• DATA SUPPLIED
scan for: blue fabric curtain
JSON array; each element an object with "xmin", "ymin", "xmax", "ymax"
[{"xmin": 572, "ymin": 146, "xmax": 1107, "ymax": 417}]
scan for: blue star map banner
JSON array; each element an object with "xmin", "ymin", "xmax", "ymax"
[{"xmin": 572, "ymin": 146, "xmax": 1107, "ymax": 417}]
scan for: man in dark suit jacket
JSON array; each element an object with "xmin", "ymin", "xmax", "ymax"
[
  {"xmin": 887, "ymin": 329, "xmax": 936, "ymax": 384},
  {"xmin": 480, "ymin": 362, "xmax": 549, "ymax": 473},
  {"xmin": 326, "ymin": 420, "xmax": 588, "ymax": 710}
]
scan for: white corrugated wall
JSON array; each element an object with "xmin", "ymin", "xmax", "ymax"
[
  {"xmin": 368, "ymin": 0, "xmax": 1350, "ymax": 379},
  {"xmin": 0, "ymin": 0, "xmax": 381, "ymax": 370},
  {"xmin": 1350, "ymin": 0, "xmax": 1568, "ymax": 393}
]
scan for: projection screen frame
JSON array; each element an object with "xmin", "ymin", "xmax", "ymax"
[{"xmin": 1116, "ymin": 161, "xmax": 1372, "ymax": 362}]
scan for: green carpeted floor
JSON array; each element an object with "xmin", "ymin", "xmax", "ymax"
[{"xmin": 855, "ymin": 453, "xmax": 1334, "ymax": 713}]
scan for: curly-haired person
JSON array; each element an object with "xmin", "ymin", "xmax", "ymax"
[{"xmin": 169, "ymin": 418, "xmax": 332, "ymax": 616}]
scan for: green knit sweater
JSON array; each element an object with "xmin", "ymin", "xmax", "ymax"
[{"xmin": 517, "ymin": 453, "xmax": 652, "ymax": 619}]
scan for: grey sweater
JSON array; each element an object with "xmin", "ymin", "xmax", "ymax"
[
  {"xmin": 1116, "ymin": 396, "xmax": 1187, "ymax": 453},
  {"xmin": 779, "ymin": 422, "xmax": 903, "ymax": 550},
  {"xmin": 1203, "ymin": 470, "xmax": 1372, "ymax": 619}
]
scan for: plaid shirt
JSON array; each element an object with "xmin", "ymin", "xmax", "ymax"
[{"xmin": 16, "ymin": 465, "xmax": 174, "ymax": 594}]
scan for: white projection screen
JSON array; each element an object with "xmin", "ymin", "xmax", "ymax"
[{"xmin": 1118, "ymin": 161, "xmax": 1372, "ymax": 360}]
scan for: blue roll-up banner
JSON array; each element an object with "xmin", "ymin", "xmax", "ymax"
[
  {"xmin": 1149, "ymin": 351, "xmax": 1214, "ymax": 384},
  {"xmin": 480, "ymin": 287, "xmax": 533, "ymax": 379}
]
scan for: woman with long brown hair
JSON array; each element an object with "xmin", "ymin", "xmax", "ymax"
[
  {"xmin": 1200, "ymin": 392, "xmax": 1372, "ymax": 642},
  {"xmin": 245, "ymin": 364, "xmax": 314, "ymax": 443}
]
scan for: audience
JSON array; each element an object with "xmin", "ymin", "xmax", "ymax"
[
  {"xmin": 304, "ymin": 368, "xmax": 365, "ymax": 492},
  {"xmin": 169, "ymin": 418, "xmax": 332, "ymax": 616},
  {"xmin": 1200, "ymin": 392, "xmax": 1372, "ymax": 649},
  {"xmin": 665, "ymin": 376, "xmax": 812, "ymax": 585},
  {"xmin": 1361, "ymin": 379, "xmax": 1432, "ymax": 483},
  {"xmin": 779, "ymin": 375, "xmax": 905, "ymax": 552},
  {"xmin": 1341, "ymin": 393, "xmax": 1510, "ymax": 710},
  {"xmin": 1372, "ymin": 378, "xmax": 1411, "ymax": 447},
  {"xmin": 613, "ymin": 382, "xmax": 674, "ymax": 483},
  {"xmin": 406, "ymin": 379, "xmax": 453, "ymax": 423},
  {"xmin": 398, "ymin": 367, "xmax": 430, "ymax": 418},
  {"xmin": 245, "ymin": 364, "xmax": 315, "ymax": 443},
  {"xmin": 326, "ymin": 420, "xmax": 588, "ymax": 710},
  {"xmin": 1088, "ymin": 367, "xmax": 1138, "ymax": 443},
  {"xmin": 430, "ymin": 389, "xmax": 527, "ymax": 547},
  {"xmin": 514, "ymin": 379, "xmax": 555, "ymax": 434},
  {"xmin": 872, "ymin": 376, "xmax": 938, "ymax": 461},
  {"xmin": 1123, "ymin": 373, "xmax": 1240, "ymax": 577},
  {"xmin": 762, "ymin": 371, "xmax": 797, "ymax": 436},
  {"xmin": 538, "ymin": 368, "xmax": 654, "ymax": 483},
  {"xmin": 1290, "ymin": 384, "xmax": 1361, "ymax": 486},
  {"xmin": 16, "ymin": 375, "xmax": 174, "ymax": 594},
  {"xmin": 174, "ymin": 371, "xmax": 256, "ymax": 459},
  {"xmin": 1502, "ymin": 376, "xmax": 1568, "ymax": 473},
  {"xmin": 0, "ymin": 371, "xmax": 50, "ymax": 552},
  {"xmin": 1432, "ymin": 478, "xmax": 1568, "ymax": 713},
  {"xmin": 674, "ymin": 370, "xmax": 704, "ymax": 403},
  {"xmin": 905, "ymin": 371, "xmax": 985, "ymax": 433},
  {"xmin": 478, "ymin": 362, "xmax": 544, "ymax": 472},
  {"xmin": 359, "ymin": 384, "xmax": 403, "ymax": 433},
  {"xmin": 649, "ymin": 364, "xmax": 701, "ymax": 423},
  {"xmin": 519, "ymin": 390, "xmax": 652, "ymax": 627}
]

• TASK
Write out the whole listing again, exactly as it stands.

• FINISHED TASK
scan for: blue fabric curtain
JSON array; each element an object with "xmin", "ymin", "xmax", "ymax"
[{"xmin": 572, "ymin": 146, "xmax": 1107, "ymax": 417}]
scan for: blue star map banner
JSON array; each element an object with "xmin", "ymin", "xmax", "ymax"
[{"xmin": 572, "ymin": 146, "xmax": 1107, "ymax": 417}]
scan for: man in dark suit jacket
JSON array; each element an object with "xmin", "ymin", "xmax", "ymax"
[
  {"xmin": 887, "ymin": 329, "xmax": 936, "ymax": 384},
  {"xmin": 480, "ymin": 362, "xmax": 549, "ymax": 473},
  {"xmin": 326, "ymin": 420, "xmax": 588, "ymax": 710}
]
scan for: white corrugated wall
JSON array; each element an object with "xmin", "ymin", "xmax", "ymax"
[
  {"xmin": 368, "ymin": 0, "xmax": 1350, "ymax": 379},
  {"xmin": 0, "ymin": 0, "xmax": 381, "ymax": 370},
  {"xmin": 1350, "ymin": 0, "xmax": 1568, "ymax": 393}
]
scan for: projection screen frame
JSON array; each element an object with "xmin", "ymin", "xmax", "ymax"
[{"xmin": 1116, "ymin": 161, "xmax": 1372, "ymax": 362}]
scan for: green carpeted floor
JSON array; each element an object with "xmin", "ymin", "xmax", "ymax"
[{"xmin": 855, "ymin": 453, "xmax": 1334, "ymax": 713}]
scan for: curly-haired person
JSON array; each element an object with "xmin", "ymin", "xmax", "ymax"
[{"xmin": 169, "ymin": 418, "xmax": 332, "ymax": 616}]
scan for: green knit sweater
JSON array; each element an object with "xmin", "ymin", "xmax", "ymax"
[{"xmin": 517, "ymin": 453, "xmax": 652, "ymax": 619}]
scan for: grey sweater
JSON array; each element an object with "xmin", "ymin", "xmax", "ymax"
[
  {"xmin": 1116, "ymin": 396, "xmax": 1187, "ymax": 453},
  {"xmin": 779, "ymin": 422, "xmax": 903, "ymax": 550},
  {"xmin": 1203, "ymin": 470, "xmax": 1372, "ymax": 619}
]
scan for: plaid shirt
JSON array; each element an object with "xmin", "ymin", "xmax", "ymax"
[{"xmin": 16, "ymin": 465, "xmax": 174, "ymax": 594}]
scan for: white projection screen
JSON array; each element an object with "xmin", "ymin", "xmax", "ymax"
[{"xmin": 1118, "ymin": 161, "xmax": 1372, "ymax": 360}]
scan for: blue roll-up banner
JSON array; each element an object with "xmin", "ymin", "xmax", "ymax"
[
  {"xmin": 1149, "ymin": 351, "xmax": 1214, "ymax": 384},
  {"xmin": 480, "ymin": 287, "xmax": 533, "ymax": 379}
]
scan for: woman with long brown hair
JSON array; each element an object with "xmin", "ymin", "xmax", "ymax"
[
  {"xmin": 1200, "ymin": 392, "xmax": 1372, "ymax": 642},
  {"xmin": 245, "ymin": 364, "xmax": 314, "ymax": 443}
]
scan for: audience
JSON array; each element an object with "xmin", "ymin", "xmax", "ymax"
[
  {"xmin": 304, "ymin": 368, "xmax": 365, "ymax": 492},
  {"xmin": 169, "ymin": 418, "xmax": 332, "ymax": 616},
  {"xmin": 1200, "ymin": 392, "xmax": 1372, "ymax": 649},
  {"xmin": 665, "ymin": 376, "xmax": 812, "ymax": 585},
  {"xmin": 1361, "ymin": 379, "xmax": 1432, "ymax": 483},
  {"xmin": 779, "ymin": 375, "xmax": 905, "ymax": 552},
  {"xmin": 1341, "ymin": 393, "xmax": 1510, "ymax": 710},
  {"xmin": 1372, "ymin": 378, "xmax": 1411, "ymax": 447},
  {"xmin": 613, "ymin": 382, "xmax": 674, "ymax": 483},
  {"xmin": 406, "ymin": 379, "xmax": 453, "ymax": 423},
  {"xmin": 398, "ymin": 367, "xmax": 430, "ymax": 418},
  {"xmin": 245, "ymin": 364, "xmax": 315, "ymax": 443},
  {"xmin": 326, "ymin": 420, "xmax": 588, "ymax": 710},
  {"xmin": 1088, "ymin": 367, "xmax": 1138, "ymax": 443},
  {"xmin": 430, "ymin": 389, "xmax": 527, "ymax": 547},
  {"xmin": 514, "ymin": 379, "xmax": 555, "ymax": 434},
  {"xmin": 872, "ymin": 376, "xmax": 938, "ymax": 461},
  {"xmin": 1123, "ymin": 373, "xmax": 1240, "ymax": 577},
  {"xmin": 762, "ymin": 371, "xmax": 797, "ymax": 436},
  {"xmin": 538, "ymin": 368, "xmax": 654, "ymax": 483},
  {"xmin": 1290, "ymin": 384, "xmax": 1361, "ymax": 486},
  {"xmin": 16, "ymin": 375, "xmax": 174, "ymax": 594},
  {"xmin": 174, "ymin": 371, "xmax": 256, "ymax": 459},
  {"xmin": 1502, "ymin": 376, "xmax": 1568, "ymax": 473},
  {"xmin": 0, "ymin": 371, "xmax": 50, "ymax": 552},
  {"xmin": 1432, "ymin": 478, "xmax": 1568, "ymax": 713},
  {"xmin": 674, "ymin": 370, "xmax": 704, "ymax": 403},
  {"xmin": 905, "ymin": 371, "xmax": 985, "ymax": 433},
  {"xmin": 478, "ymin": 362, "xmax": 544, "ymax": 472},
  {"xmin": 359, "ymin": 384, "xmax": 403, "ymax": 433},
  {"xmin": 649, "ymin": 364, "xmax": 701, "ymax": 423},
  {"xmin": 519, "ymin": 390, "xmax": 652, "ymax": 627}
]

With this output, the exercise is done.